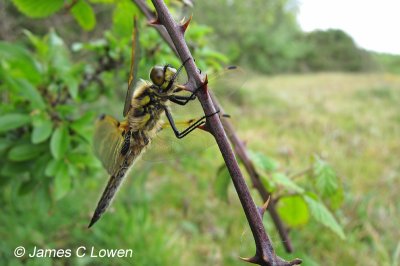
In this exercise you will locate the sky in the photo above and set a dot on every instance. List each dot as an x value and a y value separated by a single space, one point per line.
373 24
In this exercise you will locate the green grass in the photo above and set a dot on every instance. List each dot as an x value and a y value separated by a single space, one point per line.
169 215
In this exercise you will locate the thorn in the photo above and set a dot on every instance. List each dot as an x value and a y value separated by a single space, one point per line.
95 218
184 25
296 261
154 22
264 207
255 259
181 87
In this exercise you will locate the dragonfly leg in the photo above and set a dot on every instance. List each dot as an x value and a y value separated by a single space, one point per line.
189 129
181 100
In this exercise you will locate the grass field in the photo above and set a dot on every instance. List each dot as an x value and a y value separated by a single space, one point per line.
168 212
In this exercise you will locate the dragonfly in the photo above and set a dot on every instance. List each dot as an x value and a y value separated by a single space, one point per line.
118 144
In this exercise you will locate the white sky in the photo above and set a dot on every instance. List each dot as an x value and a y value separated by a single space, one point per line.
373 24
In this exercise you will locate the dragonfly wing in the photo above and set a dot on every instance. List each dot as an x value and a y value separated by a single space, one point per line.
108 142
134 66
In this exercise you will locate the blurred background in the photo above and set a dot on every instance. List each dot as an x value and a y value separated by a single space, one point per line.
318 109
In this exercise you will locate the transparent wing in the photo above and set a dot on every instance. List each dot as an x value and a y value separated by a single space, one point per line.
134 66
107 142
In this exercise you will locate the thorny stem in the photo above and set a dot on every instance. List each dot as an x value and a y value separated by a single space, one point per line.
265 254
241 152
238 145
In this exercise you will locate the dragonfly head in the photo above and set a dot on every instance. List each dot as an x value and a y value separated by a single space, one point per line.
162 75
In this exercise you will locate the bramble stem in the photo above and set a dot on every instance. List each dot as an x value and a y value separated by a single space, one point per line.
265 254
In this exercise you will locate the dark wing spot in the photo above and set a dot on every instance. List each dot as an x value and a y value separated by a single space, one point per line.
126 145
138 112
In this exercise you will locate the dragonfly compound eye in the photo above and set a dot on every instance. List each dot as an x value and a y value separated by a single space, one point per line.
157 75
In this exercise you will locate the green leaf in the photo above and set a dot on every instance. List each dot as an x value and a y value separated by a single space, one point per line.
27 186
83 13
5 144
122 17
52 167
15 168
12 121
60 141
267 182
322 215
24 152
286 182
263 162
21 63
38 9
293 211
326 179
27 91
41 131
62 182
221 183
84 126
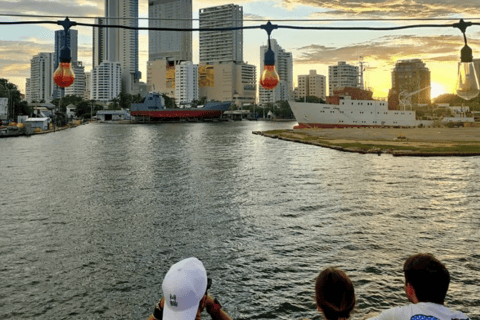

::::

▶ **PROBLEM**:
Return each line of the records above that contains the word "green".

▶ **RESULT OF THE EXERCISE**:
In this exercise you will locate the green grass in the photo above and set a dot on every instance. List each dot as an x value and a y value separated by a single space, one point per line.
In this exercise you will locate the green leaf in the photo above and set a dot on every instance. List each dot as an x value and a y value separated by a single space, one point per line.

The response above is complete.